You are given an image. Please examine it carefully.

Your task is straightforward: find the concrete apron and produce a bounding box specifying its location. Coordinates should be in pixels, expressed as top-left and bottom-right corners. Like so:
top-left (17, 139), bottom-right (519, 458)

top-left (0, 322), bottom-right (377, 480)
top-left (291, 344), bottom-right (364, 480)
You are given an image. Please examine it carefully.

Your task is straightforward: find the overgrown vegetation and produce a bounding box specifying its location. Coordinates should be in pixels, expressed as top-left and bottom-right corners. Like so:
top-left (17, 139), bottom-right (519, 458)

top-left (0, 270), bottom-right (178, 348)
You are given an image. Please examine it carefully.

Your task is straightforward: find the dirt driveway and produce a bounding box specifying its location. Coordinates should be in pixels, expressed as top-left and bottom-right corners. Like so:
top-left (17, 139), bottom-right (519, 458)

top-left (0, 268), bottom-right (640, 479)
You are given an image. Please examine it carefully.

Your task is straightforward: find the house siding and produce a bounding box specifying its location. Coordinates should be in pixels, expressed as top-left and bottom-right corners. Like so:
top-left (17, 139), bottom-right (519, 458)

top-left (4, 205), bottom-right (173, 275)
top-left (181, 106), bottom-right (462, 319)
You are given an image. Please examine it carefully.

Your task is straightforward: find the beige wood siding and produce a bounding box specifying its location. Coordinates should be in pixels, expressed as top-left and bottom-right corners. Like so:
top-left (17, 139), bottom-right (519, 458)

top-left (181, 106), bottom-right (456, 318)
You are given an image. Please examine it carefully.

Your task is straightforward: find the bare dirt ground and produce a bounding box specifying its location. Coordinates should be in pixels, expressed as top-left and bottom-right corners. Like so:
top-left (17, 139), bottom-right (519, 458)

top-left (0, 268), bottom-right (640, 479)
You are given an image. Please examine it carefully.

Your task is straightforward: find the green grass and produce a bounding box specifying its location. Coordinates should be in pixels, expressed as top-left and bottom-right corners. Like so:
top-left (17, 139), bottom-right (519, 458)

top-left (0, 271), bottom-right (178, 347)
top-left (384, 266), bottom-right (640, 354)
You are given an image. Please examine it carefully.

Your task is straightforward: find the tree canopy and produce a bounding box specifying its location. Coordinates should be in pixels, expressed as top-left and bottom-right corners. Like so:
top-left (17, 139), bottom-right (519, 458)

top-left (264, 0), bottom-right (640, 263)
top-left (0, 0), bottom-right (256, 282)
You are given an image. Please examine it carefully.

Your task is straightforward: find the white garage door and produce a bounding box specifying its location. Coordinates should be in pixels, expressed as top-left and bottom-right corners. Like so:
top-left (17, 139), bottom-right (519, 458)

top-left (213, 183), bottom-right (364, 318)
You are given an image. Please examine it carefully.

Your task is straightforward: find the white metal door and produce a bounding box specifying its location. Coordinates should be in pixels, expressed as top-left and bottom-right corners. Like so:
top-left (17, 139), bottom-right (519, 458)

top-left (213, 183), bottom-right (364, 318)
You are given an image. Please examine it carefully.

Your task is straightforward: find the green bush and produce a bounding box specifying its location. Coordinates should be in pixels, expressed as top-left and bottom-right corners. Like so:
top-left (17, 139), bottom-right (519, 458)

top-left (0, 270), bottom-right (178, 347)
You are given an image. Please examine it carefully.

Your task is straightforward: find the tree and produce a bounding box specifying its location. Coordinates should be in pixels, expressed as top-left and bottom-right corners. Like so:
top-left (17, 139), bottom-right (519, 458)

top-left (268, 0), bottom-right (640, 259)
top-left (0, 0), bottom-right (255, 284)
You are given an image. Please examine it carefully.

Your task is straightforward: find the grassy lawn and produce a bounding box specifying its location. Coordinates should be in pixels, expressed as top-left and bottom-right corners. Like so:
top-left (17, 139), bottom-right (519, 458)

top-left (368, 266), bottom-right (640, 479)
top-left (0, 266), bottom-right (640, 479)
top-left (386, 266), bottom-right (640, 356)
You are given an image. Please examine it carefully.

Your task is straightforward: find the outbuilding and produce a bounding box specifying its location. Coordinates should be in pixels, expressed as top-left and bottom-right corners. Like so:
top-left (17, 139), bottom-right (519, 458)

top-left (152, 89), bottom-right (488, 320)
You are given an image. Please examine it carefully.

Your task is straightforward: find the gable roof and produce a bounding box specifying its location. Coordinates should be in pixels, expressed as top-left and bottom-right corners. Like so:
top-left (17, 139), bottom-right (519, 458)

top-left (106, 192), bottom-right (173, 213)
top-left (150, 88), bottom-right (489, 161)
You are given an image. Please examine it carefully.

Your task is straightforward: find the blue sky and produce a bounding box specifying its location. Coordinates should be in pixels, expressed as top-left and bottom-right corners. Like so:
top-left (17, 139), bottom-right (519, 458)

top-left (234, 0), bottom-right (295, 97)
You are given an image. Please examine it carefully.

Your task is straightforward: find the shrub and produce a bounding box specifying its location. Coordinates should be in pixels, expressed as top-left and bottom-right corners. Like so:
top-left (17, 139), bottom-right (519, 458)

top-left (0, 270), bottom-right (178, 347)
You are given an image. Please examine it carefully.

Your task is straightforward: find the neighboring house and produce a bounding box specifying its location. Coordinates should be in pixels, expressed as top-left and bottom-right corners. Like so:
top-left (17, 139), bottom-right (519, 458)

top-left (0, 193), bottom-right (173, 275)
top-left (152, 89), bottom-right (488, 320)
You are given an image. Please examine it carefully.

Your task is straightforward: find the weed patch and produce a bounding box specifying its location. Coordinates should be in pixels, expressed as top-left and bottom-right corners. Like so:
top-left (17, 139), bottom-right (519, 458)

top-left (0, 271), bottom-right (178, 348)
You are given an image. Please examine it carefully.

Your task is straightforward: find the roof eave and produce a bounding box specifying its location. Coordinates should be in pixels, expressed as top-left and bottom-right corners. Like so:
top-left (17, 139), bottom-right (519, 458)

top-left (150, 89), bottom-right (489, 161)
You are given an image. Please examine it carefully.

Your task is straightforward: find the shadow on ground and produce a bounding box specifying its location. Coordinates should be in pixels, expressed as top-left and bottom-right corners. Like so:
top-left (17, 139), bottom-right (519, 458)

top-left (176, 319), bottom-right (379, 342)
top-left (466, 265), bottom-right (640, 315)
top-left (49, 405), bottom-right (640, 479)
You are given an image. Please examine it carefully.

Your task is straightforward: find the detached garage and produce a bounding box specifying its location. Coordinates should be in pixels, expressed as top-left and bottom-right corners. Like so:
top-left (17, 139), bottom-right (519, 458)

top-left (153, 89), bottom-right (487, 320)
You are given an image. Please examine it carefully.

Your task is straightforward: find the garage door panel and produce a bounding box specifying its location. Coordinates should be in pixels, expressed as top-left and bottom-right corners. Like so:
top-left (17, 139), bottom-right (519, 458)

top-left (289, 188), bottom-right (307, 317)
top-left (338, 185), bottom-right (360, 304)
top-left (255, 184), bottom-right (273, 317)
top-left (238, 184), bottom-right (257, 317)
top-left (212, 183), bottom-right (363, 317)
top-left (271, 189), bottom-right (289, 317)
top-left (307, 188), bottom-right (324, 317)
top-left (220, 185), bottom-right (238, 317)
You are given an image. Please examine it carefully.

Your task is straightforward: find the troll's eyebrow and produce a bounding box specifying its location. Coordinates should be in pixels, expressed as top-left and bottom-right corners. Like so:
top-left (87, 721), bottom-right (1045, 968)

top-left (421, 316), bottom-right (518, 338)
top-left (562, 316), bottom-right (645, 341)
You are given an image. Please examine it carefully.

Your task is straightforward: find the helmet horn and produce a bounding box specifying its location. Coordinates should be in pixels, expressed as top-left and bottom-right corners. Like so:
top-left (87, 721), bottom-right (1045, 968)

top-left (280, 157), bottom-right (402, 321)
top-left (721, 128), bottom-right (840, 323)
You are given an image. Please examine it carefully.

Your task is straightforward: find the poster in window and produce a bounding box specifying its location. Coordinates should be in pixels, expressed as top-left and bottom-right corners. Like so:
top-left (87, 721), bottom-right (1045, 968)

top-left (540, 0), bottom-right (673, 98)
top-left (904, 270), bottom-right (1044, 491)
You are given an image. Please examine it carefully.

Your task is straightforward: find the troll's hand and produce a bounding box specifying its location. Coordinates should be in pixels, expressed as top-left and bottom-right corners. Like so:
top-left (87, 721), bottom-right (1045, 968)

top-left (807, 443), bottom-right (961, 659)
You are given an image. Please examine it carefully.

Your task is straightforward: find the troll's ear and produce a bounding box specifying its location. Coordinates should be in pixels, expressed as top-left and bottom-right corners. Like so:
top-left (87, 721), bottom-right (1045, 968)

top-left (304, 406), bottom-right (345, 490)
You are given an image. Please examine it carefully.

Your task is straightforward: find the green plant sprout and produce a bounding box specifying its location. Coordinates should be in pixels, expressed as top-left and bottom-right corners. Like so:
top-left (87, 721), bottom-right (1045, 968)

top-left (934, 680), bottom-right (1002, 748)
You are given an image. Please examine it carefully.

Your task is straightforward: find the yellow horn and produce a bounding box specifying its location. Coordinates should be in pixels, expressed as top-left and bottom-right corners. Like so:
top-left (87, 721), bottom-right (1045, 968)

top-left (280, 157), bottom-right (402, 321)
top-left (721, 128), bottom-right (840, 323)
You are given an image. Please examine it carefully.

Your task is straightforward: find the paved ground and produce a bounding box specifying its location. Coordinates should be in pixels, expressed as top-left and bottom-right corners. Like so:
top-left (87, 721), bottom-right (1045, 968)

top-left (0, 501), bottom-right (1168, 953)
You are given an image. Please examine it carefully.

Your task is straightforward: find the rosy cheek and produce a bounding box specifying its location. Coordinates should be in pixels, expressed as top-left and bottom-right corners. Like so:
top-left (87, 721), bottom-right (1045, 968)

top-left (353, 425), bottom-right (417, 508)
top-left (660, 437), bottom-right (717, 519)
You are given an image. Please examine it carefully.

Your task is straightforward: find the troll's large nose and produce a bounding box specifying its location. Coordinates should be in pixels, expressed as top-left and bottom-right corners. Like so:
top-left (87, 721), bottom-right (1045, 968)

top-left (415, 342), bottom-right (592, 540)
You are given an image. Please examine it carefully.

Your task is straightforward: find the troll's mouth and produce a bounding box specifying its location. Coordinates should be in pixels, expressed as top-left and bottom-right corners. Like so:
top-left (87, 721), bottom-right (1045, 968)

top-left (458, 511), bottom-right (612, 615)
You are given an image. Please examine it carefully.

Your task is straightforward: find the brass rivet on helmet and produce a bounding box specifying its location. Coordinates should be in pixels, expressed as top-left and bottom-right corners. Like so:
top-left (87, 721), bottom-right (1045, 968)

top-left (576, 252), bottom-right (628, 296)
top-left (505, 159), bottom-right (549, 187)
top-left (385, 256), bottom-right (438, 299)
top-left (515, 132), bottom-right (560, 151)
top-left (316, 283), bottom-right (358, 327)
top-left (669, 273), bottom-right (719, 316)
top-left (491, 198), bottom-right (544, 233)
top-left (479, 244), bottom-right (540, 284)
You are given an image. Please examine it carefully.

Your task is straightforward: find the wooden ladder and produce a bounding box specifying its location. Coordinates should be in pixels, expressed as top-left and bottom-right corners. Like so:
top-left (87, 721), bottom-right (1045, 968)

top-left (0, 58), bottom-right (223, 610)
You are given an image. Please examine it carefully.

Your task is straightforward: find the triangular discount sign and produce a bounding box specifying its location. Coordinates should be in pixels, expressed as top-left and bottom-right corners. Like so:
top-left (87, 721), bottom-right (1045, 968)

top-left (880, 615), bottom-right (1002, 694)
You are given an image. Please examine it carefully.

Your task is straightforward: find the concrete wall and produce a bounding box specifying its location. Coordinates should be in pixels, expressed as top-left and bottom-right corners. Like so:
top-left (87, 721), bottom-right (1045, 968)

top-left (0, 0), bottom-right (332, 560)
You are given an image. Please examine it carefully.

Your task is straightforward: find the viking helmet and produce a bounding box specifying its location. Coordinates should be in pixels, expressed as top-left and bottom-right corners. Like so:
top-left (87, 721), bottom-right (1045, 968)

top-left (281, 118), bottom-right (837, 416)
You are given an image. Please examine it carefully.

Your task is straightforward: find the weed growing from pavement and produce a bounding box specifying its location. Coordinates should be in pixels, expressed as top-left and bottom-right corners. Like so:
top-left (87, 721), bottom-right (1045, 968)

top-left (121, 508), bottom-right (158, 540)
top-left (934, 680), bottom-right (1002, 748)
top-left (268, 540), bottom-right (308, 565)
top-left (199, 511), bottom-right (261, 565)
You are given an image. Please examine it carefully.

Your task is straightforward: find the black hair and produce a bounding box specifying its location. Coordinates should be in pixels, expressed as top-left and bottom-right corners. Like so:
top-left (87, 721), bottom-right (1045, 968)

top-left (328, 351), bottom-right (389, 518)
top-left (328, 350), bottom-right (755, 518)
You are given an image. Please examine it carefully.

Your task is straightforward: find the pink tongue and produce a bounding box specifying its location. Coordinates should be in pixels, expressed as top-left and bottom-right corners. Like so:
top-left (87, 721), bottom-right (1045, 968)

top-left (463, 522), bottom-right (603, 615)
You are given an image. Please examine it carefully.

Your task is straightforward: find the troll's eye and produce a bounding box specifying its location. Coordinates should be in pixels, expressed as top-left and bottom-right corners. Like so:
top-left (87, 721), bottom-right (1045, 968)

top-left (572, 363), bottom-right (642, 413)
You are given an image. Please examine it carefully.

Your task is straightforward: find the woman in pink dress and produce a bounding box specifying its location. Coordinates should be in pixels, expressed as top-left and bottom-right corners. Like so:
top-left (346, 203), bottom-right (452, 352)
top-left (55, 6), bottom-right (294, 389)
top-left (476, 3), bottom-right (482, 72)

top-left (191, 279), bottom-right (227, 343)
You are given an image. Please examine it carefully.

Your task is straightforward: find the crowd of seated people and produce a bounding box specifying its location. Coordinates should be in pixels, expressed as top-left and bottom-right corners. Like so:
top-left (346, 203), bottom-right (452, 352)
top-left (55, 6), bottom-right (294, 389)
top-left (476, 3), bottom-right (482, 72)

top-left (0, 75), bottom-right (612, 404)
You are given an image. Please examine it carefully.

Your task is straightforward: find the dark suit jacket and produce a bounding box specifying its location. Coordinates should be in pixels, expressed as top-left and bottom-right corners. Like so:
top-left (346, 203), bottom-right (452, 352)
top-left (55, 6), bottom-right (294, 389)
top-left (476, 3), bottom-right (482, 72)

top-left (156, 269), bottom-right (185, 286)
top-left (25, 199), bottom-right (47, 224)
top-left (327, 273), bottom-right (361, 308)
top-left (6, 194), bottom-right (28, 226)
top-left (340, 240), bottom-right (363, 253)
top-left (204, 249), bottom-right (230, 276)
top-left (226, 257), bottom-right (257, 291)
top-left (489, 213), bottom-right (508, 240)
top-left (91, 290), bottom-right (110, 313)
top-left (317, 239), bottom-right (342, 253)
────────────────
_WORK TO COMPLETE_.
Find every line in the items that contains the string "pink", and copy each of those lines. Matching is case-sensitive.

_RESPONSE TO THE TASK_.
Your task is straightforward: find the pink tongue and produce a bounding box specifying its location. Coordinates should be in pixels, expressed as top-left and bottom-right corners. Like so:
Your task is straightforward: find the woman in pink dress and produce a bounding box specifying its location. Coordinates should be in pixels, expressed as top-left and bottom-right corners. Like so:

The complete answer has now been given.